> [AIM]
Return each line of the listing below that contains the string "kiwi". Matching is case-sensitive.

> [EXTRACTED INFORMATION]
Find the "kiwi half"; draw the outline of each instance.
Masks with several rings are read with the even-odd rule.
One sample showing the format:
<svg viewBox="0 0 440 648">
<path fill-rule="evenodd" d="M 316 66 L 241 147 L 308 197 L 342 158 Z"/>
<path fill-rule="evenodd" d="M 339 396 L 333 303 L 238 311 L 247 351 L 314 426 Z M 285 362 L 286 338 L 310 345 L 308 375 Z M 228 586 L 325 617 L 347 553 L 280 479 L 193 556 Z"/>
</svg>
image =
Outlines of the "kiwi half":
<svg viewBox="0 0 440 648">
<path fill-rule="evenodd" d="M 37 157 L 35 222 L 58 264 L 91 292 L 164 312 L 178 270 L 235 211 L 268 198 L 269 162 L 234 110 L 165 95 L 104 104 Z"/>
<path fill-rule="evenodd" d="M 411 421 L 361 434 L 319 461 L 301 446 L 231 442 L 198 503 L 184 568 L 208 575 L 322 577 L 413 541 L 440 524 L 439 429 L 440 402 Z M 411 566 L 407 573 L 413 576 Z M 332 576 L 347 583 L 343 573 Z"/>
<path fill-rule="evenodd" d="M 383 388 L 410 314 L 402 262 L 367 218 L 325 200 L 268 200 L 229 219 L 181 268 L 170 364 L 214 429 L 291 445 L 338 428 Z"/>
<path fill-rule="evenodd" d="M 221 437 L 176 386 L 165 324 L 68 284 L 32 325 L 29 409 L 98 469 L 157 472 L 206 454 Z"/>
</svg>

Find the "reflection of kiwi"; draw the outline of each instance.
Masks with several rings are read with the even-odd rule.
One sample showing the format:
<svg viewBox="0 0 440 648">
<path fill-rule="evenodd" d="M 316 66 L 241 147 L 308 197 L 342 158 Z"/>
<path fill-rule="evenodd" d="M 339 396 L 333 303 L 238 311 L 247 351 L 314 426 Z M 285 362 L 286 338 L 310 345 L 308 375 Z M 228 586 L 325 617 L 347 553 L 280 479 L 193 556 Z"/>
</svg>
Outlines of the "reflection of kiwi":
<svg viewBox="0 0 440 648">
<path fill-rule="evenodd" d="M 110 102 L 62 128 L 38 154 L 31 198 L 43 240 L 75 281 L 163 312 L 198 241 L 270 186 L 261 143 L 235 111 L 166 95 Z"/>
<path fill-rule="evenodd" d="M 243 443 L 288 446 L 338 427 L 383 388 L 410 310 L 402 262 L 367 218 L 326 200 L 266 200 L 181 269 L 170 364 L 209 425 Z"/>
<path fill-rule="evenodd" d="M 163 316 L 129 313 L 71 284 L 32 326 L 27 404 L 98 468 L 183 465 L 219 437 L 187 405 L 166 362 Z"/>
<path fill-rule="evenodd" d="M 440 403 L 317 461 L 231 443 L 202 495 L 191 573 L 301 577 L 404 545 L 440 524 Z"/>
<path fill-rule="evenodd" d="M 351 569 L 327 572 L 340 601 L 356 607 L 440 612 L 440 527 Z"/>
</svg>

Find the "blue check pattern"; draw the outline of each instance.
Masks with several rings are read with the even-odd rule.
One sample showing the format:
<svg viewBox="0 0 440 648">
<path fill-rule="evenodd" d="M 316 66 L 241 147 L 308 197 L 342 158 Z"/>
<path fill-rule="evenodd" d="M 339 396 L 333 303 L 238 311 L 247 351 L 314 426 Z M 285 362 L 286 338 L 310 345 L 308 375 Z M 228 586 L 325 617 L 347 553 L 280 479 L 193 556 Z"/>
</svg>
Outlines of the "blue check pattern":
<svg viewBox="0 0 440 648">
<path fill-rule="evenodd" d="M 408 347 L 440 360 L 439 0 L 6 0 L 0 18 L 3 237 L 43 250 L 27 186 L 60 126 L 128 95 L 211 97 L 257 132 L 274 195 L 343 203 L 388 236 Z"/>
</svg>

> [SOLVED PROBLEM]
Find the "kiwi half"; draw the outline of each instance.
Outlines of the "kiwi half":
Find the "reflection of kiwi"; draw the outline of each instance.
Outlines of the "reflection of kiwi":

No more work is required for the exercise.